**Passage provided**
_____

Mabel Stobart
Mabel Stobart was born on 3rd February 1862. She married and lived in Africa and British Columbia before returning to Britain in 1907.
A supporter of women's suffrage, Stobart believed women would only get the vote when they demonstrated their ability to help defend the country against the feared threat from Germany. Stobart decided to form the Women's Sick and Wounded Convoy Troops, (WSWCT) an organisation that would help soldiers on the field of battle. In 1912 the WSWCT saw service in the Balkan War where they helped the Bulgarian Army.
In 1914 Stobart and Lady Muir McKenzie formed the Women's National Service League. This included women doctors, trained nurses, cooks, interpreters, and all workers essential for the independent working of a hospital of war.
On the outbreak of the First World War, Stobart and a unit of the Women's National Service League to Belgium where she set up a field hospital. Nearly captured by advancing German troops, Stobart returned to England. However, soon afterwards the Belgian Red Cross invited Stobart to establish a hospital in Belgium that was completely staffed by women.
Once the hospital had been established, Stobart went to the Balkan Front, where she served as commissioned major in charge of a hospital column. After the war Stobart wrote about her war experiences in Miracles and Adventures (1935).

_____

Lines taken from a dataset:
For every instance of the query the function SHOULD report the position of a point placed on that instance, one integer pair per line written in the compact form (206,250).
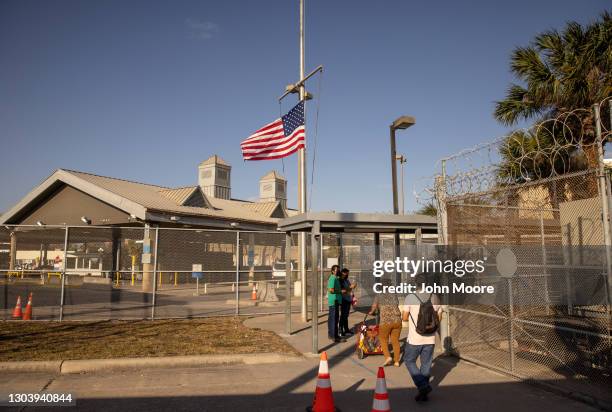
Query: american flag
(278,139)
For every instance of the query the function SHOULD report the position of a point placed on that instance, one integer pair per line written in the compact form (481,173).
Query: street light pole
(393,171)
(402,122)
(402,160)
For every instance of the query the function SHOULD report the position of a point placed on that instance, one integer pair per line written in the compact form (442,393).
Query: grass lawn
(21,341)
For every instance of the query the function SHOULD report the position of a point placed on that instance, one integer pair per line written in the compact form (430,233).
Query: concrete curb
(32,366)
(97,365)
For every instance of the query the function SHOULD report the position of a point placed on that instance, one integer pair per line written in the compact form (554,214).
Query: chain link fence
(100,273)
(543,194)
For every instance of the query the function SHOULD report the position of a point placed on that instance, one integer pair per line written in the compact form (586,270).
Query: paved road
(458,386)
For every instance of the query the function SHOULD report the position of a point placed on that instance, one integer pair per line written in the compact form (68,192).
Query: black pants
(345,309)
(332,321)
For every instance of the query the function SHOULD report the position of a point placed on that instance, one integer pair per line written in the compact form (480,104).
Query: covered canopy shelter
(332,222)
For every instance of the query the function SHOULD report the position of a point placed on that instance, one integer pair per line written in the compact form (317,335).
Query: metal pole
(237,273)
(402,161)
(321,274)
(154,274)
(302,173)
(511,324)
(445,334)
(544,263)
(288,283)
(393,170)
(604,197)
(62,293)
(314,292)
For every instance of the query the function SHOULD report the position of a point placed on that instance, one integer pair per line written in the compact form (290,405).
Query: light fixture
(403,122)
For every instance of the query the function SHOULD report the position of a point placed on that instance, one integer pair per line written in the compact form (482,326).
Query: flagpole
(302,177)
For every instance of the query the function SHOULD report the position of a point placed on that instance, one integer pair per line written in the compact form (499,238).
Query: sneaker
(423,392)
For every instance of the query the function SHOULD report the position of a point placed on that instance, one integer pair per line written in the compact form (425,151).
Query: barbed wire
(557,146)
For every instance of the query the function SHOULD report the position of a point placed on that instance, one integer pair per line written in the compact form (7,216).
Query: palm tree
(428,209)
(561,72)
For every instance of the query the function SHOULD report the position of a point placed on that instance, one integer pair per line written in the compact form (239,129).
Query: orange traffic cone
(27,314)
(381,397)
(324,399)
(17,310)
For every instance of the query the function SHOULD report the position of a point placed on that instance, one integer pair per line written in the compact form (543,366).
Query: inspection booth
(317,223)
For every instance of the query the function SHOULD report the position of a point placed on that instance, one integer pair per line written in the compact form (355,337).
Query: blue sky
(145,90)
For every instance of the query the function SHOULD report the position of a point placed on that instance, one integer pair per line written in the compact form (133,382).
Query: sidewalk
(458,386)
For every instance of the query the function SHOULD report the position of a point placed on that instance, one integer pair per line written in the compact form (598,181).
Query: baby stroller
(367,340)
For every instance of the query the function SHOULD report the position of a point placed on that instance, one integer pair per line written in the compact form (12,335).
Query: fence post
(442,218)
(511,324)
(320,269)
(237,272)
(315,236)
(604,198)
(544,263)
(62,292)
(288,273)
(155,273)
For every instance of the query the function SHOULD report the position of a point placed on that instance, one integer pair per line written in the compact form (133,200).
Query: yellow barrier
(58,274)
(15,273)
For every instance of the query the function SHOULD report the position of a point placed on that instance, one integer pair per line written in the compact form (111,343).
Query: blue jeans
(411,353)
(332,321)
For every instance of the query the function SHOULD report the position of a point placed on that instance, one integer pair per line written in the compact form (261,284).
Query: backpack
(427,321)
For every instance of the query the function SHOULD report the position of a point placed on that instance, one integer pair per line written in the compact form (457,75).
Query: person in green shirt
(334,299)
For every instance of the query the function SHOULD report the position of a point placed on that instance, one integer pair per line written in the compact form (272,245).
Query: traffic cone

_____

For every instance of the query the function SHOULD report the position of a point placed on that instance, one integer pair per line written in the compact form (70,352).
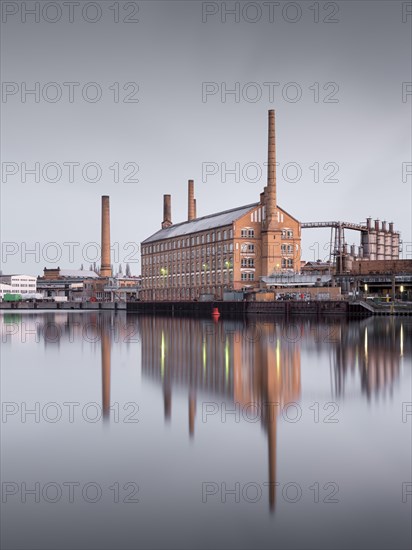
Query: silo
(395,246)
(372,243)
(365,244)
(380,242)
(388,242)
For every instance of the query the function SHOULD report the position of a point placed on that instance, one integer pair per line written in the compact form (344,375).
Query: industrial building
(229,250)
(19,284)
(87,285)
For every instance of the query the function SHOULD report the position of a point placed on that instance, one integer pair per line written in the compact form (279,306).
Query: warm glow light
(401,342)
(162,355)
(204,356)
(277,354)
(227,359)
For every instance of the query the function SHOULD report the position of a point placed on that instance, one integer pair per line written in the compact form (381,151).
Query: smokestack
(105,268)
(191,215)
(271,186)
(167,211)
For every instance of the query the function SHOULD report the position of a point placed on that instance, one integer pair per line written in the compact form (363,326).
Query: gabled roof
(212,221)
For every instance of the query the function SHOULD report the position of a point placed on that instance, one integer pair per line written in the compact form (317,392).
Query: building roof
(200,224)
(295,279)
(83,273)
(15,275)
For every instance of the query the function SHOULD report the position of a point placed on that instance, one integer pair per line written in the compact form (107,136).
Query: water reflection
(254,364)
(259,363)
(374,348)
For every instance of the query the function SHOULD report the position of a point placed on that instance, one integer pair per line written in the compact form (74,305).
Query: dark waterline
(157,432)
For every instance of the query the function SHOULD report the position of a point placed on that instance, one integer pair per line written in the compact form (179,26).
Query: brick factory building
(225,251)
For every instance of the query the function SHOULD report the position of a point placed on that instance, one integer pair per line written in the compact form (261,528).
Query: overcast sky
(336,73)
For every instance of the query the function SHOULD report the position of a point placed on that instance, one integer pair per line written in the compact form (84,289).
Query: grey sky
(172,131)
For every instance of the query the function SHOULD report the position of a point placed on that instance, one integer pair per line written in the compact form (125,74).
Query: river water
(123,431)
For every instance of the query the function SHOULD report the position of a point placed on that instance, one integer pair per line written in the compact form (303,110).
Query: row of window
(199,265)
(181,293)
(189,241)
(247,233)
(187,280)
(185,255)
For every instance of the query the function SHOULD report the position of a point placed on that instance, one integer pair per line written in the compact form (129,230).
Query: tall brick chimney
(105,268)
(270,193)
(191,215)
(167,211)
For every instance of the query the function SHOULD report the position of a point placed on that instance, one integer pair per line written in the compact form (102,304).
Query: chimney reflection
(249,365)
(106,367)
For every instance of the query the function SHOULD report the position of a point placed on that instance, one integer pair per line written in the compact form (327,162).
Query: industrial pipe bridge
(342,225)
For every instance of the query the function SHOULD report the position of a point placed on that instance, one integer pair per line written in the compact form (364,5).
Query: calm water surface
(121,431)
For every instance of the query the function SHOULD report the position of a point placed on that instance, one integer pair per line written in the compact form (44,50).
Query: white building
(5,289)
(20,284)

_____

**Task description**
Copy the Mabel Stobart text from "A supporter of" to "the Bulgarian Army.", putting "First Balkan War" in place of "Balkan War". These lines are separate material, unrelated to the Mabel Stobart text.

**Your solution**
A supporter of women's suffrage, Stobart believed women would only get the vote when they demonstrated their ability to help defend the country against the feared threat from Germany. Stobart decided to form the Women's Sick and Wounded Convoy Troops, (WSWCT) an organisation that would help soldiers on the field of battle. In 1912 the WSWCT saw service in the First Balkan War where they helped the Bulgarian Army.